→ **Exercise aim**
Repeat every line of the items below word for word, leaving out the pictures.

→ **Material**

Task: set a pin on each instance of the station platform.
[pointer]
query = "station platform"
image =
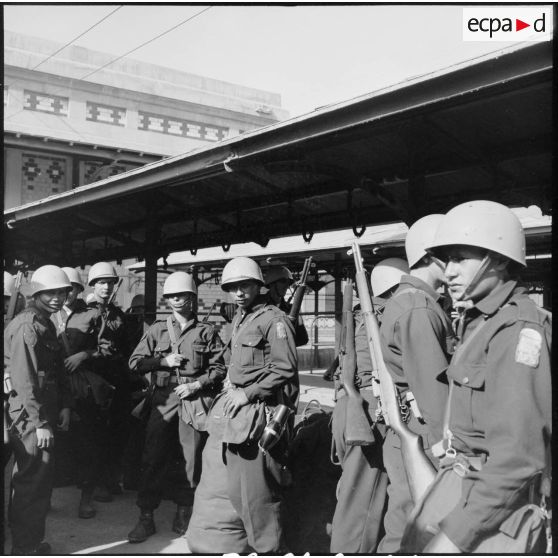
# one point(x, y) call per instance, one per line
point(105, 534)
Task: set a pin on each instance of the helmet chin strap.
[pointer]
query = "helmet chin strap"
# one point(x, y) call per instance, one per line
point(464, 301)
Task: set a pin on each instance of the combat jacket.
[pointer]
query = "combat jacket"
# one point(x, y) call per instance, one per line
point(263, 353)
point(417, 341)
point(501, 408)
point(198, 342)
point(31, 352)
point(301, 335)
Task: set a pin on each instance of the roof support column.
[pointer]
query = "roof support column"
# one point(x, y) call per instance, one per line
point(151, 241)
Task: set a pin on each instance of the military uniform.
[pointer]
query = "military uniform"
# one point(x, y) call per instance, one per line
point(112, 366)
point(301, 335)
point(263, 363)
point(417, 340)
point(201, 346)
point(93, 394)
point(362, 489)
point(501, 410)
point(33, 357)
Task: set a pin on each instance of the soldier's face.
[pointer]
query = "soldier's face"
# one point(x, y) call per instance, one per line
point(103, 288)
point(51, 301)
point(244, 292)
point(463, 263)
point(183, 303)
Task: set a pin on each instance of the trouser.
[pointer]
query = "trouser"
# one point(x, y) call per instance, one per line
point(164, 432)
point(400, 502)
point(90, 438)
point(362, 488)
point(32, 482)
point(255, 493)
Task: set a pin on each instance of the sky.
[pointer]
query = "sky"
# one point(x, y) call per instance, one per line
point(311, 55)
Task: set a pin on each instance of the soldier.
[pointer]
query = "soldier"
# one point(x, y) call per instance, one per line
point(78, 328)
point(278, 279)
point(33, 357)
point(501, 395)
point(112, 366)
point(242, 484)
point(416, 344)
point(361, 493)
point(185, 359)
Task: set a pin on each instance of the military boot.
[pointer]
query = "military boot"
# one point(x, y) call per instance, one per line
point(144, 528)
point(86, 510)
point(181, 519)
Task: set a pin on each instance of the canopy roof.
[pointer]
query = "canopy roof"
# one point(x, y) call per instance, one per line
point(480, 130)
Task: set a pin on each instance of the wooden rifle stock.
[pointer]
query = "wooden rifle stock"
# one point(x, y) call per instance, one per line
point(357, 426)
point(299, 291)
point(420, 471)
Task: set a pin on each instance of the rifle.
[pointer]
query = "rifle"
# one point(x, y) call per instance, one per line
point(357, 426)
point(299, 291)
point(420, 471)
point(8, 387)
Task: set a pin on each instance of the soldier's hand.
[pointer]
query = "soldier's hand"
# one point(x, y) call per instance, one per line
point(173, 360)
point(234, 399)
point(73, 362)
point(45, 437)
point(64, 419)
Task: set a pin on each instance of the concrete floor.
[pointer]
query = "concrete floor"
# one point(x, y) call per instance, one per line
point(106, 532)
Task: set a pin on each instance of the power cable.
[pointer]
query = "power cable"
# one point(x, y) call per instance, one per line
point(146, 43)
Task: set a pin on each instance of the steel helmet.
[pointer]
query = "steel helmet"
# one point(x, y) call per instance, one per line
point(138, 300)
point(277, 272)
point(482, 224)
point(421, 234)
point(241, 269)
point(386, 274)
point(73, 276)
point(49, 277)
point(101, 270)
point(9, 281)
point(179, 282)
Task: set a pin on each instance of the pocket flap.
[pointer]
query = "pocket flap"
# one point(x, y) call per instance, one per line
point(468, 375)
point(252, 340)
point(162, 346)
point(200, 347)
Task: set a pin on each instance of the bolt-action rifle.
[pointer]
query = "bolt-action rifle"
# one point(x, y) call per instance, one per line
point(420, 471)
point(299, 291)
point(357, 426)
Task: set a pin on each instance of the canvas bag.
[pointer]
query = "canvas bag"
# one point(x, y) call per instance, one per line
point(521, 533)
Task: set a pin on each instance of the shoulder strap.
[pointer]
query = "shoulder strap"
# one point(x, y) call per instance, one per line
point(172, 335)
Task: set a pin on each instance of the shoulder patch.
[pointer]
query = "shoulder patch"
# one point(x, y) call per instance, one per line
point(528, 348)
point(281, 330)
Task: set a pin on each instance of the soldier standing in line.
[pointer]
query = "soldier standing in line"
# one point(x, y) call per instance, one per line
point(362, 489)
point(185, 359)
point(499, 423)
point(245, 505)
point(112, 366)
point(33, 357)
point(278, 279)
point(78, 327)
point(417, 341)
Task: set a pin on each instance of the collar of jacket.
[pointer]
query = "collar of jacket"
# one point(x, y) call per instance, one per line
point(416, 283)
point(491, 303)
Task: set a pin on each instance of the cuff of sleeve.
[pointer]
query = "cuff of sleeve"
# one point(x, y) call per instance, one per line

→ **Solution to the problem**
Task: set a pin on each instance of the station platform.
[pointer]
query = "station platform"
image =
# one point(x, y) call per instance, one per line
point(105, 534)
Task: set a pin on each instance of the helmet chin strap.
[pointer]
query = "helmet chin strap"
# one point(x, y) call per instance, one per line
point(464, 301)
Task: set a pin on each instance of the combat jacket.
[pointer]
query = "combat jacket"
# one point(x, y) call per instance, one per line
point(263, 353)
point(417, 341)
point(501, 408)
point(198, 342)
point(31, 352)
point(301, 335)
Task: set a pin on each instance of the roof support column.
[pointer]
query = "roof support column"
# one point(x, y) call per instance, one per line
point(151, 241)
Task: set a pin on each instance of the military uniform.
[pointer]
query = "military uniform"
# one point(x, y) call per instance, one per line
point(112, 366)
point(301, 335)
point(263, 363)
point(417, 340)
point(201, 346)
point(93, 394)
point(362, 489)
point(501, 410)
point(33, 357)
Task: set a pin on each instance of the soldier's face.
[pointer]
query = "soldier's face"
# one point(x, y) call per instance, one per line
point(103, 288)
point(51, 301)
point(244, 292)
point(463, 263)
point(183, 303)
Task: set a pin on each instance of the trouser.
[pointer]
query = "trouser"
# one point(x, y) call per instance, one per line
point(164, 432)
point(400, 502)
point(90, 438)
point(362, 488)
point(32, 482)
point(255, 493)
Task: set a pin on each instance of the sky.
[pointer]
query = "sky"
# one point(x, y) call per instance, one per line
point(311, 55)
Task: set a pin on each instance of the soldier.
[pointer]
query = "soldier"
# one point(x, y) call per instance, one per line
point(78, 328)
point(278, 279)
point(33, 357)
point(501, 395)
point(112, 366)
point(242, 484)
point(416, 344)
point(361, 493)
point(185, 359)
Task: set a pin on each instance of the military boot.
[pointer]
query = "military boot"
# one point(x, y) call per instance, one per line
point(144, 528)
point(86, 510)
point(181, 519)
Task: set a pin on each instance of the canopy roof.
[pointer]
query = "canopy roof"
# one point(x, y) call per instance, one per line
point(480, 130)
Task: set a pin on each instance of the wooden rifle stock.
[pointer]
query = "wooden rifle stock"
# one point(x, y) call per instance, one per line
point(357, 426)
point(299, 291)
point(420, 471)
Task: set a pin on each instance of the rifle.
[pointer]
query = "rifle"
# one point(x, y) call per instance, one per line
point(357, 426)
point(299, 291)
point(420, 471)
point(8, 387)
Task: set a pin on each instance of the soldier's hand.
[pointer]
query = "soldier's hand"
# one point(x, y) call per instance, one per line
point(173, 360)
point(234, 399)
point(73, 362)
point(45, 437)
point(64, 419)
Task: set a pin on each instance of the concrete floor.
[pointer]
query = "concrete floor"
# one point(x, y) call per instance, one per line
point(106, 532)
Task: set a pin on each instance of the power cable.
[pointer]
query = "power cable"
# one point(x, y) call per instance, one per line
point(146, 43)
Task: set a pin on each instance of the steel helmet.
[pointer]
query = "steel helmet"
# one point(x, y) call per instance, one per line
point(138, 300)
point(277, 272)
point(482, 224)
point(421, 234)
point(241, 269)
point(386, 274)
point(73, 276)
point(49, 277)
point(101, 270)
point(9, 281)
point(179, 282)
Task: set a pin on each instance of the pocket flap.
[pointer]
query = "pocket flap"
# one point(x, y) call per instance, one per line
point(468, 375)
point(252, 340)
point(162, 346)
point(200, 347)
Task: set a pin on each instance of the bolt-action rifle.
[pointer]
query = "bolt-action rifle"
# one point(x, y) call per instance, one per line
point(420, 471)
point(299, 291)
point(357, 426)
Task: set a pin on each instance of the canvas bag.
[pointer]
query = "canvas bag"
# one point(x, y) call per instance, one per line
point(521, 533)
Task: set a pin on each instance of the shoulder strap.
[pointer]
query = "shoulder strap"
# one point(x, y) call per instance, one per line
point(172, 335)
Task: set a pin on each instance of the shoulder patch.
[pointer]
query = "shoulder patch"
# one point(x, y) call per instance, one per line
point(528, 348)
point(281, 330)
Task: set a pin on each instance of the soldier standing in line.
[pointer]
query = "soldier standing in line"
# one point(x, y) call per instance, one per line
point(362, 489)
point(185, 359)
point(499, 423)
point(245, 505)
point(112, 366)
point(33, 357)
point(278, 279)
point(78, 327)
point(417, 341)
Task: set a pin on each instance of the collar of jacket.
[pointer]
query = "collar of jacket"
# one point(x, y) call per instance, one per line
point(416, 283)
point(491, 303)
Task: set a pin on each instance of the cuff of sleeve.
[pointer]
query = "cuff of sleeve"
# one point(x, y) call per instance, one per line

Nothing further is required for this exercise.